--- JOB ITEM ---
Convert the rows below into a JSON list of strings, one string per line, leaving out blank lines.

--- INPUT DATA ---
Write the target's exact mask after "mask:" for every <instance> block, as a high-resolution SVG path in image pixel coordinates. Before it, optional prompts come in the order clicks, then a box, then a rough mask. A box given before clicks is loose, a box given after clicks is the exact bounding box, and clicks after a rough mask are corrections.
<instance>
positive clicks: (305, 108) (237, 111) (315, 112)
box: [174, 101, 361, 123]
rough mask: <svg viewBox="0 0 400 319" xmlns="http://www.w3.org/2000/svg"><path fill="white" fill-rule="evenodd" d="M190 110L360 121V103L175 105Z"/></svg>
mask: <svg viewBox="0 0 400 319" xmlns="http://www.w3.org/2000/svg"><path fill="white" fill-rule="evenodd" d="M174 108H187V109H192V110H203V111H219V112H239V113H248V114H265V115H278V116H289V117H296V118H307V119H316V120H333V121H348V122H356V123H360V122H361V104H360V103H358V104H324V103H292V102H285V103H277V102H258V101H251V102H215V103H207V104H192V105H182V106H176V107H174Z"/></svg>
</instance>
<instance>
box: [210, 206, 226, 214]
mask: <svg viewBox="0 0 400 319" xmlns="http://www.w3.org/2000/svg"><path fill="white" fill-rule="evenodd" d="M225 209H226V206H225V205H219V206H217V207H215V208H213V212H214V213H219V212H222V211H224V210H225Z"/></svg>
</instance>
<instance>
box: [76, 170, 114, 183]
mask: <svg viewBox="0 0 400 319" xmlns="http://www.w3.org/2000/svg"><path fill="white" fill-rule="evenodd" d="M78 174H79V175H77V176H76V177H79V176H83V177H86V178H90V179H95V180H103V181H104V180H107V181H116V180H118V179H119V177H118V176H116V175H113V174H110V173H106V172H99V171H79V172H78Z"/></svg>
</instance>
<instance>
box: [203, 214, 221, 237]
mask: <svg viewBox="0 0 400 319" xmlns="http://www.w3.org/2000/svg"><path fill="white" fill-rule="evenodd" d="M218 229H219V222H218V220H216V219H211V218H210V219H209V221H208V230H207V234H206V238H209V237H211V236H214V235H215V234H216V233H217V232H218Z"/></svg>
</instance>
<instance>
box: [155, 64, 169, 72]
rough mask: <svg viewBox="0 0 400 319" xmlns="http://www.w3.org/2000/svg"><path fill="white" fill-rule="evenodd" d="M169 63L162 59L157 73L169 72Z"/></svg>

--- ANSWER SPACE ---
[
  "Write the target's exact mask after \"mask:\" for every <instance> block, as a high-resolution SVG path in image pixel coordinates. Before it, optional prompts come in the order clicks, then a box, then a rough mask. A box given before clicks is loose, a box given after clicks is the exact bounding box, and clicks after a rough mask are corrections.",
  "<instance>",
  "positive clicks: (305, 108) (237, 111) (315, 112)",
  "box: [174, 101, 361, 123]",
  "rough mask: <svg viewBox=\"0 0 400 319\" xmlns=\"http://www.w3.org/2000/svg\"><path fill=\"white\" fill-rule=\"evenodd\" d=\"M190 110L360 121V103L175 105Z\"/></svg>",
  "mask: <svg viewBox=\"0 0 400 319\" xmlns=\"http://www.w3.org/2000/svg\"><path fill=\"white\" fill-rule=\"evenodd\" d=\"M174 108H187V109H192V110H203V111H219V112H239V113H248V114H265V115H278V116H289V117H296V118H307V119H316V120H333V121H348V122H356V123H360V122H361V104H360V103H358V104H324V103H292V102H285V103H277V102H258V101H251V102H215V103H207V104H192V105H182V106H176V107H174Z\"/></svg>",
  "</instance>",
  "<instance>",
  "box: [210, 206, 226, 214]",
  "mask: <svg viewBox=\"0 0 400 319\" xmlns=\"http://www.w3.org/2000/svg\"><path fill=\"white\" fill-rule=\"evenodd\" d=\"M225 209H226V206H225V205H219V206H217V207H215V208H213V212H214V213H219V212H222V211H224V210H225Z\"/></svg>",
  "</instance>",
  "<instance>",
  "box: [76, 170, 114, 183]",
  "mask: <svg viewBox=\"0 0 400 319\" xmlns=\"http://www.w3.org/2000/svg\"><path fill=\"white\" fill-rule=\"evenodd\" d=\"M78 174H79V175H77V176H76V177H79V176H83V177H86V178H90V179H95V180H103V181H104V180H107V181H116V180H118V179H119V177H118V176H116V175H113V174H110V173H106V172H99V171H79V172H78Z\"/></svg>",
  "</instance>",
  "<instance>",
  "box: [203, 214, 221, 237]",
  "mask: <svg viewBox=\"0 0 400 319\" xmlns=\"http://www.w3.org/2000/svg\"><path fill=\"white\" fill-rule=\"evenodd\" d=\"M218 229H219V222H218V220H216V219H211V218H210V219H209V221H208V230H207V234H206V238H209V237H211V236H214V235H215V234H216V233H217V232H218Z\"/></svg>",
  "</instance>",
  "<instance>",
  "box: [155, 64, 169, 72]",
  "rough mask: <svg viewBox=\"0 0 400 319\" xmlns=\"http://www.w3.org/2000/svg\"><path fill=\"white\" fill-rule=\"evenodd\" d=\"M169 63L162 59L157 73L169 72Z\"/></svg>"
]